Information given:
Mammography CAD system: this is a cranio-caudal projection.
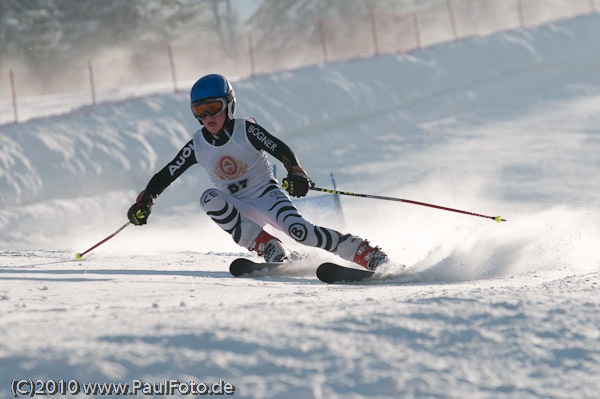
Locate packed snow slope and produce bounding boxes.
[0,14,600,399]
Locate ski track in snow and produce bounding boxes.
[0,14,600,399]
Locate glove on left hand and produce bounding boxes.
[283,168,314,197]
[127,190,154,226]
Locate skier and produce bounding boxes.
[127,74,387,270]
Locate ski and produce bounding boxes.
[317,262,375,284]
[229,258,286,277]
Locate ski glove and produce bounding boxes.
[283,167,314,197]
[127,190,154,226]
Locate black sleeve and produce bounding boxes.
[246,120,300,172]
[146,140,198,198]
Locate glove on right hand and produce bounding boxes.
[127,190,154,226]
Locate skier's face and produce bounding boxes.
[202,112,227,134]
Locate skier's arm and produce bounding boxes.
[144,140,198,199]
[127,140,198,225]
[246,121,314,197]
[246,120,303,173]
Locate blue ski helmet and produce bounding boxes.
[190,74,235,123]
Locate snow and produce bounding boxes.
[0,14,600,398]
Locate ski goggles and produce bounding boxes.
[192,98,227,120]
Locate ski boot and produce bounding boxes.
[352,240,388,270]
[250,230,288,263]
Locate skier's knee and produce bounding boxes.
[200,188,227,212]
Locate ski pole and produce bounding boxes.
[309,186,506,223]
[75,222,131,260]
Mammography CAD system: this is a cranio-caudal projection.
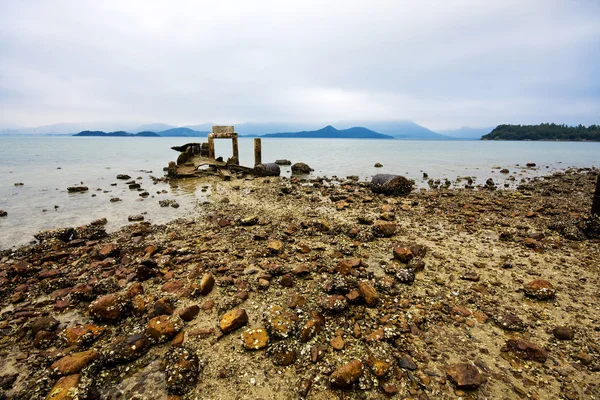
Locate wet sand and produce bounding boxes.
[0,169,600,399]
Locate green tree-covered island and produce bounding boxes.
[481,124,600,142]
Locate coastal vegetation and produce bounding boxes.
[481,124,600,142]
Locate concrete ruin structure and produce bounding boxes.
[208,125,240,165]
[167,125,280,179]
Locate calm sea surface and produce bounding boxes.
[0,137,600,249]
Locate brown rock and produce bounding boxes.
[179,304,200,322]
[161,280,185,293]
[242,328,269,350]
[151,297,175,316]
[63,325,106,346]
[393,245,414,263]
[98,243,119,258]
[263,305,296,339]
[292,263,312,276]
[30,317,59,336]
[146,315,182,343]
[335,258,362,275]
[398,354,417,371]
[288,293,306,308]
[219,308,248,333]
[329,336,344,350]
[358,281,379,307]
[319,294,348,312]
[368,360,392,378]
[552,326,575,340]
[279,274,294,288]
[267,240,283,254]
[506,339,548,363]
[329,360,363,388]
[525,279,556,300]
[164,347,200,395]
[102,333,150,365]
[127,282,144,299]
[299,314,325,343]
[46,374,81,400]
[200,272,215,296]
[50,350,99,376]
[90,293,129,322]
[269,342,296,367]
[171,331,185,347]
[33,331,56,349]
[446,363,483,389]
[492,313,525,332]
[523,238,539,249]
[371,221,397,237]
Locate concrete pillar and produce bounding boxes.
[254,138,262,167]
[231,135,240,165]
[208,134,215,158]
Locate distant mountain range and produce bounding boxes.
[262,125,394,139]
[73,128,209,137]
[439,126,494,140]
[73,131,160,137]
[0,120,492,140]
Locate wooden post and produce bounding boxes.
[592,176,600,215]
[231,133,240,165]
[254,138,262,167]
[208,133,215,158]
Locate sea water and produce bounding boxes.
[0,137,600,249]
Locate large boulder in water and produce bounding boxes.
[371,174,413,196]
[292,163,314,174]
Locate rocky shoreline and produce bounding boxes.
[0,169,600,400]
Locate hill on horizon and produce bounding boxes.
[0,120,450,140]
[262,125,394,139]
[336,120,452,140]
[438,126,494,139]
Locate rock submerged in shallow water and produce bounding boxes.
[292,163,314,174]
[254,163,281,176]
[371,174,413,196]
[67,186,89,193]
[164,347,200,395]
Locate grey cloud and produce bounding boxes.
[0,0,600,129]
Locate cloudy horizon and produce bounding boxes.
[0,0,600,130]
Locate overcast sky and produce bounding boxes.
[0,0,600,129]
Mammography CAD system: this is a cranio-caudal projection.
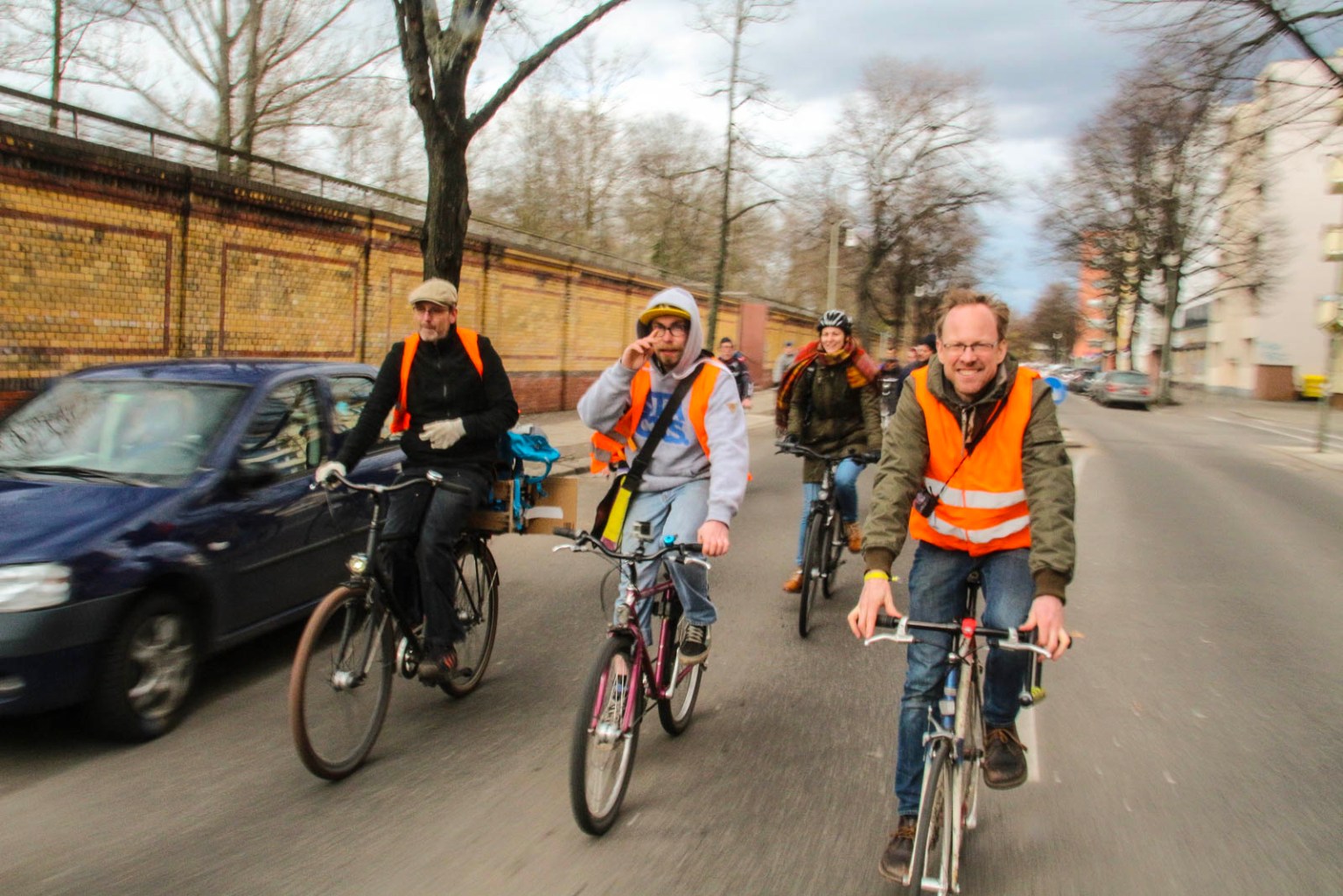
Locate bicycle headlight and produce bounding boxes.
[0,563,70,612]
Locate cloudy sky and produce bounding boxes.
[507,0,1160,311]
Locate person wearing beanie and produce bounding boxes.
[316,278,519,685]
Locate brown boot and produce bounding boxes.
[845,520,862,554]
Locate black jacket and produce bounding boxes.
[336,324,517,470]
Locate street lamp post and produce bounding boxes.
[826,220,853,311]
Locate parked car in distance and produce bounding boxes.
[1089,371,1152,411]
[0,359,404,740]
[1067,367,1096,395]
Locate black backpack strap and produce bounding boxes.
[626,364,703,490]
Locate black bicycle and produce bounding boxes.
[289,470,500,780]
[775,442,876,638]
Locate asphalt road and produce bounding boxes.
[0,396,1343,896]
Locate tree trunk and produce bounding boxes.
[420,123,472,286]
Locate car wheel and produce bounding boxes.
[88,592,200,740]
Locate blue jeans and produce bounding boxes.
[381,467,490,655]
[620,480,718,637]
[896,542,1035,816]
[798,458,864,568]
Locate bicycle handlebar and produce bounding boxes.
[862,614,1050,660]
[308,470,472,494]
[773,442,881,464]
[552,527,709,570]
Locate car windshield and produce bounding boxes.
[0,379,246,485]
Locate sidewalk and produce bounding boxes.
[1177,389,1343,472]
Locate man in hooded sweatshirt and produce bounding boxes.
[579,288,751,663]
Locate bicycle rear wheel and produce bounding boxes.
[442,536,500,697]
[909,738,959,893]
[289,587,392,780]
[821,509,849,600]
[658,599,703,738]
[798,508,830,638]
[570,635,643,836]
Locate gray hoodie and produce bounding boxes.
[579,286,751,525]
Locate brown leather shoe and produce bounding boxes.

Objective:
Put everything in the data from the line containing "Locate ski and produce bounding boxes." down to the line containing "[75,222,131,260]", both included, into a Markdown table with the columns Row and Line. Number each row and leave out blank lines.

Response to this exercise:
| Row | Line |
|---|---|
| 1 | Locate ski and produce bounding boxes. |
| 2 | [317,262,375,284] |
| 3 | [229,258,286,277] |
| 4 | Locate ski glove and produce bounding boxes. |
| 5 | [283,167,314,197] |
| 6 | [127,190,154,226] |
| 7 | Locate black sleeve and produce bounding boxes. |
| 8 | [246,120,300,172] |
| 9 | [146,140,198,198] |
| 10 | Locate glove on right hand and produce bounding boxes. |
| 11 | [127,190,154,226] |
| 12 | Locate skier's face and produce bounding boxes. |
| 13 | [202,112,227,134] |
| 14 | Locate skier's arm and produce bounding boxes. |
| 15 | [144,140,198,199] |
| 16 | [127,140,198,225] |
| 17 | [246,121,314,197] |
| 18 | [246,120,303,173] |
| 19 | Locate blue ski helmet and produce bounding boxes. |
| 20 | [190,74,235,123] |
| 21 | Locate snow and produce bounding boxes. |
| 22 | [0,14,600,398] |
| 23 | Locate ski goggles and produce bounding boxes. |
| 24 | [192,98,227,120] |
| 25 | Locate ski boot and produce bounding boxes. |
| 26 | [352,240,388,270] |
| 27 | [250,230,288,263] |
| 28 | Locate skier's knee and produce bounding boxes. |
| 29 | [200,188,227,212] |
| 30 | Locate ski pole and produce bounding boxes. |
| 31 | [309,186,506,223] |
| 32 | [75,222,131,260] |